### WHAT THIS TASK INVOLVES
Go through the entries below and copy out each line that contains the word "shirt".

### EXTRACTED DATA

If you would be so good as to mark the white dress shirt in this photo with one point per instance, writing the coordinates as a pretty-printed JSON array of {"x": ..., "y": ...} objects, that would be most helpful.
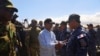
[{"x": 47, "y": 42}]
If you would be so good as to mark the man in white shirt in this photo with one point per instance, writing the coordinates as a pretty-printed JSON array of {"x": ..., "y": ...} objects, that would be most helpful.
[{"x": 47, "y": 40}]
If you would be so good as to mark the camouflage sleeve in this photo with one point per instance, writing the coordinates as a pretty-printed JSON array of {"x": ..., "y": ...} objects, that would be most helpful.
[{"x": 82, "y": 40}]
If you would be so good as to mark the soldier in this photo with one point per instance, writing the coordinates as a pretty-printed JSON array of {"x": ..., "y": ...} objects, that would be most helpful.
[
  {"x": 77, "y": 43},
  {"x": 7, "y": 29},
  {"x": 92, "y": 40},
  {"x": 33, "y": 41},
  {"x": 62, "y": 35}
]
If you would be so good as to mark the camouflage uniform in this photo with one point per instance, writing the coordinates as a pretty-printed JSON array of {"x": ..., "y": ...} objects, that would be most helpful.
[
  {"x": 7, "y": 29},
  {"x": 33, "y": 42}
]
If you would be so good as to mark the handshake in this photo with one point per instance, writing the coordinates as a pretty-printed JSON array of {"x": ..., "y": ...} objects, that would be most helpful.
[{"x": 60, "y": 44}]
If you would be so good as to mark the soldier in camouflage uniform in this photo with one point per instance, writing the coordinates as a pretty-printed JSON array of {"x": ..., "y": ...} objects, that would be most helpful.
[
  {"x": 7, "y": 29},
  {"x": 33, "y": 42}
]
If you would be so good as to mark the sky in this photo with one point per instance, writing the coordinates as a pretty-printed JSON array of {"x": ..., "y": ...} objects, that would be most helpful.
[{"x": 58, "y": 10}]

* * *

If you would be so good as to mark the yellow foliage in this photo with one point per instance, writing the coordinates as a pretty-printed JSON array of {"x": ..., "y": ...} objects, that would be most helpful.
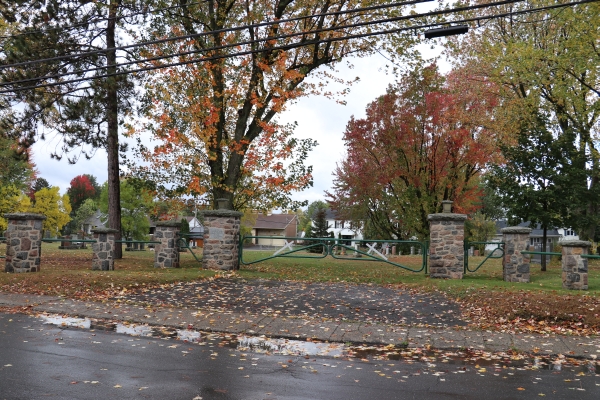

### RESPONSE
If you would be so good as to mark the white dress shirt in this photo with one point per instance, writing the coordinates as a pretty-printed JSON array of {"x": ..., "y": ...} objects, that would be most helpful.
If you would be so good as to mark the man in white shirt in this photo with one point per instance, writing the coordinates as a pretty-printed JSON array of {"x": ..., "y": ...} objects, that would be most helpful.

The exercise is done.